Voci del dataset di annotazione
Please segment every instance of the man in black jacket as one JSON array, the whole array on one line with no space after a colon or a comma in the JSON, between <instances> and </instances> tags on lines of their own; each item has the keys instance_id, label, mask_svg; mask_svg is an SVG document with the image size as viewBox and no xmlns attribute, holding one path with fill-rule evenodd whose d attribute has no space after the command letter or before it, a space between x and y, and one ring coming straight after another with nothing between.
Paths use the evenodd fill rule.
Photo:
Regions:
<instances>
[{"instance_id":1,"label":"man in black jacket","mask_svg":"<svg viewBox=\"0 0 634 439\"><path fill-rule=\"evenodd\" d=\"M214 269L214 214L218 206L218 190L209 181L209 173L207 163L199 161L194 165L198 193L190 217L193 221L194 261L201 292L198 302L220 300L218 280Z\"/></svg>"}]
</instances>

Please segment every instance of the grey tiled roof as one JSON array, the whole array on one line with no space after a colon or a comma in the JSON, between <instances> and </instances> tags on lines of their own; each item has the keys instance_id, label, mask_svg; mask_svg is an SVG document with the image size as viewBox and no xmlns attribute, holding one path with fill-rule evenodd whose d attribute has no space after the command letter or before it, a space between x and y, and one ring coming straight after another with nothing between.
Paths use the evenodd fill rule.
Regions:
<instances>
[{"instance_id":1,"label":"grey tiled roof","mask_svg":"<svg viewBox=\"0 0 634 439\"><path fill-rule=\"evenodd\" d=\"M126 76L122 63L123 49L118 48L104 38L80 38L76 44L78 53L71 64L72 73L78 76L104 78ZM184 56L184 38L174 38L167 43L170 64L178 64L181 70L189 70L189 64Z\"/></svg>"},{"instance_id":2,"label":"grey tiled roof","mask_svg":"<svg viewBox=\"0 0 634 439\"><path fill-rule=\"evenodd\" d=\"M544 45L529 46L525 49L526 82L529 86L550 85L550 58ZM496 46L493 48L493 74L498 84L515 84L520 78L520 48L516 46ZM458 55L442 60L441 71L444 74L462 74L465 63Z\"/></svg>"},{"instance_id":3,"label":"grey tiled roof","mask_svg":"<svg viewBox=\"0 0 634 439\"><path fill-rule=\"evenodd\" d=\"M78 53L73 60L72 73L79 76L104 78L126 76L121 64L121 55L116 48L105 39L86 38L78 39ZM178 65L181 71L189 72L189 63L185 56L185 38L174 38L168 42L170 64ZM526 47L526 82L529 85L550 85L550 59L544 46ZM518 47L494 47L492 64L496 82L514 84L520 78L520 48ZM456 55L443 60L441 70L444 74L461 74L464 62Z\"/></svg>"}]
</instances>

**OBIETTIVO:** Trascrivi senza alcuna modifica le righe del materiale, a partire da quella che contiene "Please segment every instance of the grey" e proseguendo fino alla fine del materiale, inclusa la riga iniziale.

**RISULTATO DELL'ESERCIZIO:**
Please segment every instance of the grey tiled roof as one JSON array, the whole array on one line with no space after a colon or a comma in the JSON, between <instances> and </instances> tags on lines of their own; each item has the keys instance_id, label, mask_svg; mask_svg is an SVG document with the image size as viewBox and no xmlns attribute, holding one path with fill-rule evenodd whose d attribute has no space after the command letter or before it, a space between x and y, and one ring coming straight after another with nothing between.
Paths use the evenodd fill rule.
Regions:
<instances>
[{"instance_id":1,"label":"grey tiled roof","mask_svg":"<svg viewBox=\"0 0 634 439\"><path fill-rule=\"evenodd\" d=\"M126 76L122 63L123 49L118 48L104 38L80 38L76 44L78 53L71 64L72 73L78 76L104 78ZM184 56L184 38L174 38L167 43L170 64L178 64L181 70L189 70L189 64Z\"/></svg>"},{"instance_id":2,"label":"grey tiled roof","mask_svg":"<svg viewBox=\"0 0 634 439\"><path fill-rule=\"evenodd\" d=\"M544 45L529 46L525 49L526 82L529 86L550 85L550 58ZM496 46L493 48L493 74L498 84L515 84L520 78L520 48L516 46ZM458 55L442 60L441 71L444 74L462 74L465 63Z\"/></svg>"},{"instance_id":3,"label":"grey tiled roof","mask_svg":"<svg viewBox=\"0 0 634 439\"><path fill-rule=\"evenodd\" d=\"M78 53L73 60L72 73L79 76L104 78L126 76L121 64L121 55L116 48L105 39L86 38L78 39ZM178 65L181 71L189 72L189 63L185 56L185 38L174 38L168 42L170 64ZM526 47L526 82L529 85L550 85L550 59L544 46ZM518 47L494 47L492 64L496 82L514 84L520 78L520 48ZM456 55L443 60L441 70L444 74L461 74L464 62Z\"/></svg>"}]
</instances>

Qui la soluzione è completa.